◆ **Your task**
Quote exactly the lines running from the line with "Query: patio heater" to the end of the entries, including both, and nothing else.

(Dataset items)
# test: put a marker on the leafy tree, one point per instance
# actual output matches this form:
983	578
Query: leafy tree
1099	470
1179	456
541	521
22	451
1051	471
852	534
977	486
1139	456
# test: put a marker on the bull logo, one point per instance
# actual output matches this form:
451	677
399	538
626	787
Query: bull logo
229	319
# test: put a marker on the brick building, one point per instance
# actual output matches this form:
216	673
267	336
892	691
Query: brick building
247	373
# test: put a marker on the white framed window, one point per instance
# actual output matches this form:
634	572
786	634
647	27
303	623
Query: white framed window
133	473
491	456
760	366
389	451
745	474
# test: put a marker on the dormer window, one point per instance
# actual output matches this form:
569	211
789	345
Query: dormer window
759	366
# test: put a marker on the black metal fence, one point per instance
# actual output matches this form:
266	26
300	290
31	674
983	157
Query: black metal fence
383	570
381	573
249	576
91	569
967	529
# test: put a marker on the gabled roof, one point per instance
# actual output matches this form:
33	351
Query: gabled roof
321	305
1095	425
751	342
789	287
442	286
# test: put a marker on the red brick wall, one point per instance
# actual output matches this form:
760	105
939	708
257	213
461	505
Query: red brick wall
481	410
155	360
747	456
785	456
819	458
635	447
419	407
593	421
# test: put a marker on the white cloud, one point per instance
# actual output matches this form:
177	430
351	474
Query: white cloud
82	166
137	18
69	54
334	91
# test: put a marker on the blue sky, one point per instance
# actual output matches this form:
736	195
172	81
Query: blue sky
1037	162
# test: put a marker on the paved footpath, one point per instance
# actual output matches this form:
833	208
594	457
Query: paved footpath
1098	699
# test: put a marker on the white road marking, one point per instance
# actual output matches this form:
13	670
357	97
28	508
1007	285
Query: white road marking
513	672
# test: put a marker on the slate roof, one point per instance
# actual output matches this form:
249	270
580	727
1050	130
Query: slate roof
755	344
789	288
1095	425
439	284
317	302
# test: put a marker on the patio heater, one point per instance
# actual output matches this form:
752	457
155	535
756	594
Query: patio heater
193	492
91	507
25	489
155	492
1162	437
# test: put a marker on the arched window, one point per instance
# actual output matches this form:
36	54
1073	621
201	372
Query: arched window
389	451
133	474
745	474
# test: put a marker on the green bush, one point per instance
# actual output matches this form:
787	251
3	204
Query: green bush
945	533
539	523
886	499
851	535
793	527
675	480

◆ **Output of the exercise**
Query: patio heater
193	492
91	507
25	489
155	492
1162	437
# test: put a marker on the arched window, one point per instance
# actual output matches this form:
36	54
1073	621
201	372
Query: arched window
389	451
133	474
745	474
# test: put a marker on the green bush, one point per instance
# actual output matches this form:
787	251
3	204
Query: green bush
945	533
539	523
886	499
851	535
793	527
675	480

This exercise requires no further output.